Task goal: Swap "localize" for "locate" in the stretch from the start of the records through the line containing "clenched fist", leaving everything else unchanged. Return only those lines.

Data to process:
____________________

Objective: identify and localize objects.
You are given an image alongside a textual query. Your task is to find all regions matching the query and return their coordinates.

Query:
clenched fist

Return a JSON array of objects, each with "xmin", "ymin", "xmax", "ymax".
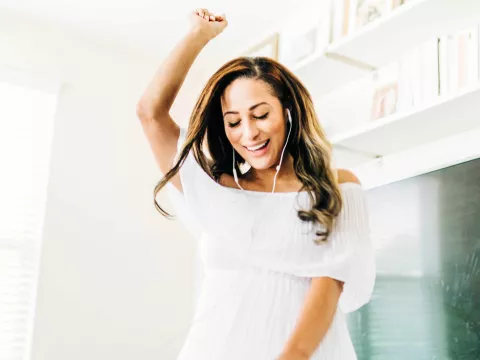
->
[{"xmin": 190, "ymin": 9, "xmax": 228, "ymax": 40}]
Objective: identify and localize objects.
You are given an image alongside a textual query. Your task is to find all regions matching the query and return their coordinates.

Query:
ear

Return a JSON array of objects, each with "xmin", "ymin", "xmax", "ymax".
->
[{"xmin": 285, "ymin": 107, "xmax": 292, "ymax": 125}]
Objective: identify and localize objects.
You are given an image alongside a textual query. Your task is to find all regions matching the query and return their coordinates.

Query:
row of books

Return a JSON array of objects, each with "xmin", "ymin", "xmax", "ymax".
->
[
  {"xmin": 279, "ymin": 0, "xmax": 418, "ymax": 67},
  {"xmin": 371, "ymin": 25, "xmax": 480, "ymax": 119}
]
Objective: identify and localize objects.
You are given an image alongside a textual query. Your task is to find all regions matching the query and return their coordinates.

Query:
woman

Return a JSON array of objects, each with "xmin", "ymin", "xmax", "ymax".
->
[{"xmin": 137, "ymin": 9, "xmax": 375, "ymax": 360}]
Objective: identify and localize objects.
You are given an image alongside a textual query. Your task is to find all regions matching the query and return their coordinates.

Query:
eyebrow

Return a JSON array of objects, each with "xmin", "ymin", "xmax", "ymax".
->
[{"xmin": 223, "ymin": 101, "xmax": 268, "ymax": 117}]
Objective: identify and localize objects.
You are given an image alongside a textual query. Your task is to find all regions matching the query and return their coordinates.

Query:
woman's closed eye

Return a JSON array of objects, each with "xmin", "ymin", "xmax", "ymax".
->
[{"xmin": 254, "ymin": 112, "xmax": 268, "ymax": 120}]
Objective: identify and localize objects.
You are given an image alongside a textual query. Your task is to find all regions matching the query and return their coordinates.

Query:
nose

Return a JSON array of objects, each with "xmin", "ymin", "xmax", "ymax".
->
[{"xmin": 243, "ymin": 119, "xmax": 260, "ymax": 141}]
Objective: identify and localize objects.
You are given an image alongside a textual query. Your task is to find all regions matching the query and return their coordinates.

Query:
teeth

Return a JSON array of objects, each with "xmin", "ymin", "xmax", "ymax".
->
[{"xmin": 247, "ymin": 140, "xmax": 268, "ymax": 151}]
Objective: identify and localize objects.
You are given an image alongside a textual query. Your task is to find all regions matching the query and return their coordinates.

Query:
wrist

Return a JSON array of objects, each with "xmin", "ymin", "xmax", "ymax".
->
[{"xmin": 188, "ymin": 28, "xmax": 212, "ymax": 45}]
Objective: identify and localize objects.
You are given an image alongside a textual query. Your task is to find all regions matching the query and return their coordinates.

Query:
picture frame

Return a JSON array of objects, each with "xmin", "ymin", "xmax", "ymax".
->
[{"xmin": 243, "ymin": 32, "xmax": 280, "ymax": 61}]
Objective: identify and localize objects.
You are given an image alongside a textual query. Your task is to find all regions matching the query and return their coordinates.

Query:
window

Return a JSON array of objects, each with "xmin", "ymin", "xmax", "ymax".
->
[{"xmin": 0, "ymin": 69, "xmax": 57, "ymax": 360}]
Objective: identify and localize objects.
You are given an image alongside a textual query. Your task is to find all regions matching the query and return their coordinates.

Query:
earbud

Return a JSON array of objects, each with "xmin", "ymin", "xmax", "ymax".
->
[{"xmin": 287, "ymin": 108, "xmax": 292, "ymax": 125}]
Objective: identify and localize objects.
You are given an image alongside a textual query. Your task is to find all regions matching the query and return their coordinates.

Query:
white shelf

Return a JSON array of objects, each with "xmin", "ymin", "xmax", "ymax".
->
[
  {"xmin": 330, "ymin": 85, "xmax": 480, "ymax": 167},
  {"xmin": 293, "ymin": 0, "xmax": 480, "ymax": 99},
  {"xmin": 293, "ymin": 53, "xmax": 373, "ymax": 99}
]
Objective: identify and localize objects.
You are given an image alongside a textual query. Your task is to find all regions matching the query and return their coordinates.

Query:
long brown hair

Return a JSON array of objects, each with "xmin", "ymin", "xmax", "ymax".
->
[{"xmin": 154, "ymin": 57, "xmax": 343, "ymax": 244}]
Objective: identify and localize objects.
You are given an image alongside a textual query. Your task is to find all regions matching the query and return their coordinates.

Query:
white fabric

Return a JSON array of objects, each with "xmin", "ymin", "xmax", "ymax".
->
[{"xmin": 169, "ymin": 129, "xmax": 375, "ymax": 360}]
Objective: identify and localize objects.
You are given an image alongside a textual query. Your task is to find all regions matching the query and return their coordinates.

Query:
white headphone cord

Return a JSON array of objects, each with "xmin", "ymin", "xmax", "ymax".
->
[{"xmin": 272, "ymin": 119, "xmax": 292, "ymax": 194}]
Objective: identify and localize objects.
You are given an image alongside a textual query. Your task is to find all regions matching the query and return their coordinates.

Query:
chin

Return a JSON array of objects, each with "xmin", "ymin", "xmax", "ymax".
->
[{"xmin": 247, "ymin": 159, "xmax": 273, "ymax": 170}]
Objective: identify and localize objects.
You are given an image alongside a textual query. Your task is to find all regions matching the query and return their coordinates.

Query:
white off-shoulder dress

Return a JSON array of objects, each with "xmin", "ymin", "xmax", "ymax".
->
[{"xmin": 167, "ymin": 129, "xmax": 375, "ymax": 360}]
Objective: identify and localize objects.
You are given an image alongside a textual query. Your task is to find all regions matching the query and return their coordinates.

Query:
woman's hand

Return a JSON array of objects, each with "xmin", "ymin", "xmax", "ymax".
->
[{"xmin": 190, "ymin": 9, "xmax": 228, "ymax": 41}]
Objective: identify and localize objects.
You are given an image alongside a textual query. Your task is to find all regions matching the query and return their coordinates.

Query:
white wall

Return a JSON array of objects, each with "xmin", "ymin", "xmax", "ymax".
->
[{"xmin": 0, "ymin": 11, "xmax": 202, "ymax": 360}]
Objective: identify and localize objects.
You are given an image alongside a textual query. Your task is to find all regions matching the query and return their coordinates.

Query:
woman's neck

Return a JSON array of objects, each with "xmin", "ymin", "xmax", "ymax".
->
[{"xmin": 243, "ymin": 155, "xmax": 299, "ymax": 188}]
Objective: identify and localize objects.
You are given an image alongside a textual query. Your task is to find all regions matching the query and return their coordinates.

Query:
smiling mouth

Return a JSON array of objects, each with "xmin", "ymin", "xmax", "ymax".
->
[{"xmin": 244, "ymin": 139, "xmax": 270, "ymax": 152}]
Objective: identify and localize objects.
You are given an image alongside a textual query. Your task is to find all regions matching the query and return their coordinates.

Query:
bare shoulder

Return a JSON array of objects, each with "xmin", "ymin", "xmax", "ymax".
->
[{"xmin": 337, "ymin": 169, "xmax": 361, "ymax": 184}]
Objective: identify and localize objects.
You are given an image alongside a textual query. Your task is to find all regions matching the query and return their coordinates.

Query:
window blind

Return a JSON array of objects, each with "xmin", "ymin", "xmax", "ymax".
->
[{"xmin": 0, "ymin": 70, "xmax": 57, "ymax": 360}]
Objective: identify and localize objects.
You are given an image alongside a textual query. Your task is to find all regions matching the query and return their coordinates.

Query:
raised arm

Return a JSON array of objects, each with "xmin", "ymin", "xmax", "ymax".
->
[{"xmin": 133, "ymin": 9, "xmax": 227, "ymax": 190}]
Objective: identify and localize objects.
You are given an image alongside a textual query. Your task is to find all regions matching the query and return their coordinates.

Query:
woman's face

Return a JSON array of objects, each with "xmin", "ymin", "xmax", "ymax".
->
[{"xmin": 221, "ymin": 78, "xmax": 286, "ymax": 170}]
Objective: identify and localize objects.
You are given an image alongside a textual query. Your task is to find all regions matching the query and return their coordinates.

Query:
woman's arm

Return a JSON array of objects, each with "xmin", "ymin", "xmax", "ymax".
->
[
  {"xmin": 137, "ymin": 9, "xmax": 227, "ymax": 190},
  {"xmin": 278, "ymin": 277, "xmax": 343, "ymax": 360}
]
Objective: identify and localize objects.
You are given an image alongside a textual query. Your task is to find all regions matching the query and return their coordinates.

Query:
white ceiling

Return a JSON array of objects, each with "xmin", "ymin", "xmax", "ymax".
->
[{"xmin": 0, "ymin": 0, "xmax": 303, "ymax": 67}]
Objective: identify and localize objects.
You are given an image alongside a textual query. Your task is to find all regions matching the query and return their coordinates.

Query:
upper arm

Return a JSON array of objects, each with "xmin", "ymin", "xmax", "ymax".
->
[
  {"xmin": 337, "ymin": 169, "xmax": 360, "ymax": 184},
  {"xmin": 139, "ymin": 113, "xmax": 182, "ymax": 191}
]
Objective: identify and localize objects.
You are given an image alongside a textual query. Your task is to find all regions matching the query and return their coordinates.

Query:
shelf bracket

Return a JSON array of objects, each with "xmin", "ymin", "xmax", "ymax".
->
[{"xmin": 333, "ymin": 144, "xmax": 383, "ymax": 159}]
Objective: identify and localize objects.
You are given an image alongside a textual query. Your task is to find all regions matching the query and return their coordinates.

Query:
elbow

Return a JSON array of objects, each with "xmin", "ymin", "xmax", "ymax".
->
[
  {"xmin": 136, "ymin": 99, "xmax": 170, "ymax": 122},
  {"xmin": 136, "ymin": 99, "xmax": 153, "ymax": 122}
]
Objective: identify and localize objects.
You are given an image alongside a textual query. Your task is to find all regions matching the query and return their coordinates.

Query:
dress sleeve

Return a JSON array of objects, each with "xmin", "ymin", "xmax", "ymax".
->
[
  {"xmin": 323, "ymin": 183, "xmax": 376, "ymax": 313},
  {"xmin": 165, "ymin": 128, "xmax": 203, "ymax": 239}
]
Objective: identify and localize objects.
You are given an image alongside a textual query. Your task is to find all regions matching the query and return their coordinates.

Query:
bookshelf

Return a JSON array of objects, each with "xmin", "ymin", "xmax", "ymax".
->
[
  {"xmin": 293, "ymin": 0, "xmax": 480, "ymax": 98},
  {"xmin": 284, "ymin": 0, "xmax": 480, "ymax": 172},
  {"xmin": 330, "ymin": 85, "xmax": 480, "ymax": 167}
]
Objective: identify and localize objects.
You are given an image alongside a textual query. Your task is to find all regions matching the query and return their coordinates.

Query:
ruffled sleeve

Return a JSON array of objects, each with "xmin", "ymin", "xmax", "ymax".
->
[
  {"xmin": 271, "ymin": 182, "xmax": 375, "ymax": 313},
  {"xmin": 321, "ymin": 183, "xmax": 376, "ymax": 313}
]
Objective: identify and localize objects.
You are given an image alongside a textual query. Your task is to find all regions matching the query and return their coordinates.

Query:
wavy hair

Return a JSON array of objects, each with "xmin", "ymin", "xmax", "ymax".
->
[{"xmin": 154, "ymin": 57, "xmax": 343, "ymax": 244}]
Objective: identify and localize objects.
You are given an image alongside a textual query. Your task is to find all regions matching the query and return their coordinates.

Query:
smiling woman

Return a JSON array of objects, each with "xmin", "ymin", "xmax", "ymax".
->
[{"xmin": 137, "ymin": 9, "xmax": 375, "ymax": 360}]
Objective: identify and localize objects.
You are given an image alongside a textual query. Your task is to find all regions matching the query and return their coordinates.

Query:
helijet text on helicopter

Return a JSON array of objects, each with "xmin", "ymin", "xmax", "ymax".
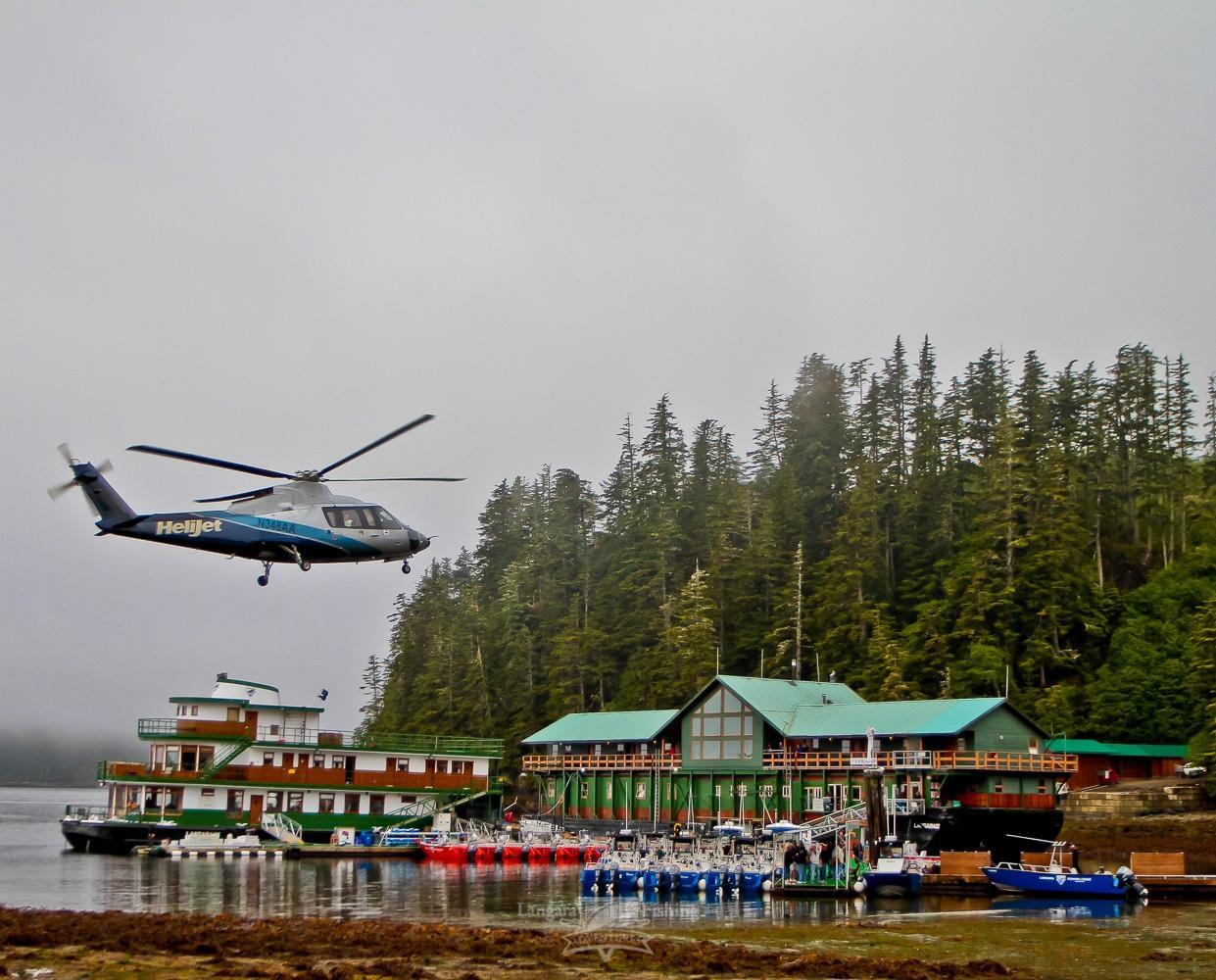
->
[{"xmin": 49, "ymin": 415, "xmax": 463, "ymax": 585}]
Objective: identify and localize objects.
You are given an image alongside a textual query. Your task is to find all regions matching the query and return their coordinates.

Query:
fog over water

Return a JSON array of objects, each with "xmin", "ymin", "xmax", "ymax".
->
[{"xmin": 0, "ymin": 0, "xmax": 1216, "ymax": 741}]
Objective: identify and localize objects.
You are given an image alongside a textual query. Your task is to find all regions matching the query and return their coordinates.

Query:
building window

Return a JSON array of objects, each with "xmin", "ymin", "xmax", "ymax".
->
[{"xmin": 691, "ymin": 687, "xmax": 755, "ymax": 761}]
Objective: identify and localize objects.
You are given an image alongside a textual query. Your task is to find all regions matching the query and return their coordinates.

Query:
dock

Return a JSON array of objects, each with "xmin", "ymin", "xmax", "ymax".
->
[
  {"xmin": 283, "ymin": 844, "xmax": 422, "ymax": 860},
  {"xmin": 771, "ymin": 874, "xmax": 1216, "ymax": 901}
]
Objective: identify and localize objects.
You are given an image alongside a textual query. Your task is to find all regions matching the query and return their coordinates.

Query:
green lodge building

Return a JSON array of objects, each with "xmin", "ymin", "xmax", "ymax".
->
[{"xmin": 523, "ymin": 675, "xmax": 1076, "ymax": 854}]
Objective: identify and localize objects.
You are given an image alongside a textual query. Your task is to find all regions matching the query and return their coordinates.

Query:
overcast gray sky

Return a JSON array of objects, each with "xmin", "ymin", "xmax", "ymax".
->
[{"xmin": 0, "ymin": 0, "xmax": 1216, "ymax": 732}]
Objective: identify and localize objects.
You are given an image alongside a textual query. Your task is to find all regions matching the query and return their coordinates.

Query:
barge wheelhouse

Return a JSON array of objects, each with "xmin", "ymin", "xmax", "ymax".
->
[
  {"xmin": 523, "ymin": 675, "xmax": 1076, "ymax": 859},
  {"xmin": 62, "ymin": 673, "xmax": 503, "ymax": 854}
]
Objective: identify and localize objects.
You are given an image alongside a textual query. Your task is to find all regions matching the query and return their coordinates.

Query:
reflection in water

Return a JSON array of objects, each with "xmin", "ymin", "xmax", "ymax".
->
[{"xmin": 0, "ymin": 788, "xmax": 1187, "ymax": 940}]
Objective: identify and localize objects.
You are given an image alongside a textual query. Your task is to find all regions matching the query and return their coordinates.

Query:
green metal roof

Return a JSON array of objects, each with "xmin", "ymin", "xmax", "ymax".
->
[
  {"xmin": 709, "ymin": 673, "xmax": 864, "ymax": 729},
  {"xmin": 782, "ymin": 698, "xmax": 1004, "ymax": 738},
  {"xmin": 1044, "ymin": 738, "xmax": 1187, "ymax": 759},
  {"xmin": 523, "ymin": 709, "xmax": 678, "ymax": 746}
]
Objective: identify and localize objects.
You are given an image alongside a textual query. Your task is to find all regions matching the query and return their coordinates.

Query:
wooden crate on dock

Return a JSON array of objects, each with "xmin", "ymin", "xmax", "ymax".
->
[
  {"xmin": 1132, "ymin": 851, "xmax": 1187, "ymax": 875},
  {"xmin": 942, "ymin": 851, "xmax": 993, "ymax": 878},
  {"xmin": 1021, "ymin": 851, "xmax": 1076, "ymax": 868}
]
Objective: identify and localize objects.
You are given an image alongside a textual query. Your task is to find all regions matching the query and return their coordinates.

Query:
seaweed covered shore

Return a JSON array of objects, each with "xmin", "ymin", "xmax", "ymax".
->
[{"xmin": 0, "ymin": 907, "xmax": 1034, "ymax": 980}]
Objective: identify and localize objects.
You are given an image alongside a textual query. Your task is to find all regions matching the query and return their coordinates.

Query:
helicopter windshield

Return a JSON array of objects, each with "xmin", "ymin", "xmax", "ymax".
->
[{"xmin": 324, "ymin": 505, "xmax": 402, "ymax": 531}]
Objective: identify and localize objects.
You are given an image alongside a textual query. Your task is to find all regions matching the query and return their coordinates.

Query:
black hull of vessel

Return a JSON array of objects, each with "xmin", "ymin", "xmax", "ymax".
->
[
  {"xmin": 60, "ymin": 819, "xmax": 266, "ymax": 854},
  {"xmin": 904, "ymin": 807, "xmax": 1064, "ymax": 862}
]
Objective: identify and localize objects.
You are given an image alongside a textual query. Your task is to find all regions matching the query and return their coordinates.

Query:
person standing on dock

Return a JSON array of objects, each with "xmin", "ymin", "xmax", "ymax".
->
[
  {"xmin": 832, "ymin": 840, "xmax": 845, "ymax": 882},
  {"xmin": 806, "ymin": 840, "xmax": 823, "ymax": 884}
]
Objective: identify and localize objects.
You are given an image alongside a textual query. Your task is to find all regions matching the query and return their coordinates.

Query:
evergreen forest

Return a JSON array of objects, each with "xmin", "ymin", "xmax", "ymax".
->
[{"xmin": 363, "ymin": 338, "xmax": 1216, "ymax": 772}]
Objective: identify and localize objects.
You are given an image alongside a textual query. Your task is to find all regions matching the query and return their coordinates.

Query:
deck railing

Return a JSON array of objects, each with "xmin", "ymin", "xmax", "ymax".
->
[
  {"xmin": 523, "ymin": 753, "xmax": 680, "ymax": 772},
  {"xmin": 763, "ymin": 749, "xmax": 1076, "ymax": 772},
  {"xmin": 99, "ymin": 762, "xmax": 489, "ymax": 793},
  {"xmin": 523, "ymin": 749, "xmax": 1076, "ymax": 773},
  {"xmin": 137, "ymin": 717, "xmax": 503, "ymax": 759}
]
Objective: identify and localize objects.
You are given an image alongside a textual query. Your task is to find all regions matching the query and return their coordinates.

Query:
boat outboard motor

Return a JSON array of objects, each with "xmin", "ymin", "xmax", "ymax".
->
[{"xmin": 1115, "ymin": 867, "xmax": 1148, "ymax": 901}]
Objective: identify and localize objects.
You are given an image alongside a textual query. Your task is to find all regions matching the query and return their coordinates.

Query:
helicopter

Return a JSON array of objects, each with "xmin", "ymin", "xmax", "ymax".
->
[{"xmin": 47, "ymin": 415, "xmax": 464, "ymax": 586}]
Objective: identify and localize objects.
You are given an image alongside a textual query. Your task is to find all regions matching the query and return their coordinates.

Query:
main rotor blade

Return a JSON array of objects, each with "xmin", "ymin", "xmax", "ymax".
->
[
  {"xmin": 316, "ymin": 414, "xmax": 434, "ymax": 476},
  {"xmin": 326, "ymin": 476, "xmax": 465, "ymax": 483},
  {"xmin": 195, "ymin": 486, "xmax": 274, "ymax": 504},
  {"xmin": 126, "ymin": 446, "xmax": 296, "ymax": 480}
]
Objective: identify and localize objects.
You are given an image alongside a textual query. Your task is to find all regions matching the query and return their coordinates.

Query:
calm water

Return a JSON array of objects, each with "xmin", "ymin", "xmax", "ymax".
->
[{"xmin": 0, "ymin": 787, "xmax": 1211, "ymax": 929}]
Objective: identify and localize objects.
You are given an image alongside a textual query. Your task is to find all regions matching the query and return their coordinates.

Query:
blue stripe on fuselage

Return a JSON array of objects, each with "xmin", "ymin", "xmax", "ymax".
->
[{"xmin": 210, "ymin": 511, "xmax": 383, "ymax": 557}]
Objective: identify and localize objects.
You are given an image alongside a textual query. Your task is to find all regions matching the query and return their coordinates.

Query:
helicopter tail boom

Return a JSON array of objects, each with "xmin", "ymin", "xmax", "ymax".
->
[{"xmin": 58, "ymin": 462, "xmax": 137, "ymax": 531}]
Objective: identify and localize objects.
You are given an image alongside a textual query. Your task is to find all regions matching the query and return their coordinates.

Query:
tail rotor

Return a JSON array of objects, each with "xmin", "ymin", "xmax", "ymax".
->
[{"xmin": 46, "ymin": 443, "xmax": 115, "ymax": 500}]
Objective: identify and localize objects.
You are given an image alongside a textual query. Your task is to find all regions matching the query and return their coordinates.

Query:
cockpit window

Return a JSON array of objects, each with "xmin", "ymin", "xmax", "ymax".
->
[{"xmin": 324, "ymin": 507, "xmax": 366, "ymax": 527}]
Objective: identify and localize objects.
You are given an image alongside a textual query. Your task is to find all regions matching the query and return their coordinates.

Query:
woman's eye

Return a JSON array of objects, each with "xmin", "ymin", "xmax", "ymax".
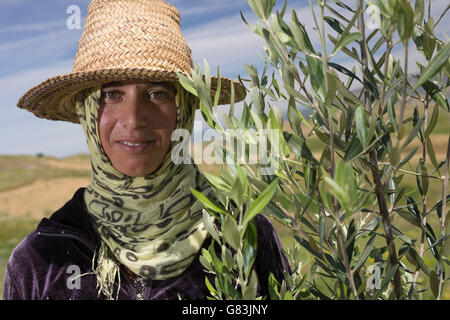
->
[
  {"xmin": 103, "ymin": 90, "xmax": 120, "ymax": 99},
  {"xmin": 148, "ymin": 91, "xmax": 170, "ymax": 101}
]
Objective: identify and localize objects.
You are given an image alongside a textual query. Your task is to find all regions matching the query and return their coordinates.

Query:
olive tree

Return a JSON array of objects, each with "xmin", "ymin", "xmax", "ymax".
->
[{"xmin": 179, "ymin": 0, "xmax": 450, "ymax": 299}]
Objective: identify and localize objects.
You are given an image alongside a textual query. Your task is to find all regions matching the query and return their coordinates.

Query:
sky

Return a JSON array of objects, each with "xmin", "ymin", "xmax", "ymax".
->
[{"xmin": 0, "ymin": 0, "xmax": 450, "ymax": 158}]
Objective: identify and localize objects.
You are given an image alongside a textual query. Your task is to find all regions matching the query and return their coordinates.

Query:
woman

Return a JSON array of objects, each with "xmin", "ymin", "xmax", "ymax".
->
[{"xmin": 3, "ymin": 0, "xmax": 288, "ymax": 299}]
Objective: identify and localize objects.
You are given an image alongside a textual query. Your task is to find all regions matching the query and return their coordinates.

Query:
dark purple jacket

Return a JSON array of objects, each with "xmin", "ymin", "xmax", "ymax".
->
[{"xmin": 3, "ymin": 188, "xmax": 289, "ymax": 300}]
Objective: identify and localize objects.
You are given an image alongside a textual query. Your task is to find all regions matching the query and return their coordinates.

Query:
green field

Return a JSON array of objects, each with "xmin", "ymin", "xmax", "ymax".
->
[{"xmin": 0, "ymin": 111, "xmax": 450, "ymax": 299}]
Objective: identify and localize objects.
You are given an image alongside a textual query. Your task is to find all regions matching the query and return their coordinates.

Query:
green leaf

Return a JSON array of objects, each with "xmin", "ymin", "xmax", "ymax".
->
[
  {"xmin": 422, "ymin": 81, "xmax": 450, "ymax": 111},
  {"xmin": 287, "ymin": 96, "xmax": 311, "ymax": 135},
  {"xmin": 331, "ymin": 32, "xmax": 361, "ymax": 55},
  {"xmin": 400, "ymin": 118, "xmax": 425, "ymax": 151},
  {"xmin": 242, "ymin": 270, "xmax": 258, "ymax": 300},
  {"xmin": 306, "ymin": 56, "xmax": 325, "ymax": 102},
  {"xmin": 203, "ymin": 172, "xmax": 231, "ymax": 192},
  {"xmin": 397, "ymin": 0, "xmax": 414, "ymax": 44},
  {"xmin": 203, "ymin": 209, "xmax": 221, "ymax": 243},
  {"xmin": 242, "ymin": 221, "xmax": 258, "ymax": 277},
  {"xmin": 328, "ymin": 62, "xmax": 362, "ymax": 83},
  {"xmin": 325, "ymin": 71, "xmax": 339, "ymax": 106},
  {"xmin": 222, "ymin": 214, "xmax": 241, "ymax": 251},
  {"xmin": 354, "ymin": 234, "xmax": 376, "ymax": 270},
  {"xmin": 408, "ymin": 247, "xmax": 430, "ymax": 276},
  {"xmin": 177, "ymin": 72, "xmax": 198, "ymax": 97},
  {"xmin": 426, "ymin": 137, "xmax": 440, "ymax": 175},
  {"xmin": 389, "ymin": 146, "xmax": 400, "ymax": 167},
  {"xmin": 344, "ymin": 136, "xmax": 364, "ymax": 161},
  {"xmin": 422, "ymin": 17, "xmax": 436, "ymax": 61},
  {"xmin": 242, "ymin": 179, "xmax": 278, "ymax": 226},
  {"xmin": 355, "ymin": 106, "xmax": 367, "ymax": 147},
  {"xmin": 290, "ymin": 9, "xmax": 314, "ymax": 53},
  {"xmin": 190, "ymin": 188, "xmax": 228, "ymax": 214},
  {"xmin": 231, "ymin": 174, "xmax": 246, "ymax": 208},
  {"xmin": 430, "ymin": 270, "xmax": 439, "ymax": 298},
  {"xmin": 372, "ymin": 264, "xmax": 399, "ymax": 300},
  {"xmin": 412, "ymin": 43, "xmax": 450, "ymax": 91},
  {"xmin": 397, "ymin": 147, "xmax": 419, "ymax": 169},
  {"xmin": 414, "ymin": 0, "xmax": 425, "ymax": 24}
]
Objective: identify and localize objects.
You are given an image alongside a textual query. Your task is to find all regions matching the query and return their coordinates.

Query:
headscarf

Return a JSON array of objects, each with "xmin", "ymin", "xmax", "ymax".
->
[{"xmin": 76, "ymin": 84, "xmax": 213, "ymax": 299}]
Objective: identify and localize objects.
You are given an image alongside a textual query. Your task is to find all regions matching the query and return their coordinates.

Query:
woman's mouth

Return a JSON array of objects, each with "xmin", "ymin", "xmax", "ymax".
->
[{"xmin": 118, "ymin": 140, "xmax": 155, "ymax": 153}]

____________________

Response to this task:
Objective: identify and locate objects.
You are given an image alongside a textual query. Your task is to find all regions matching the query and return their coordinates.

Query:
clenched fist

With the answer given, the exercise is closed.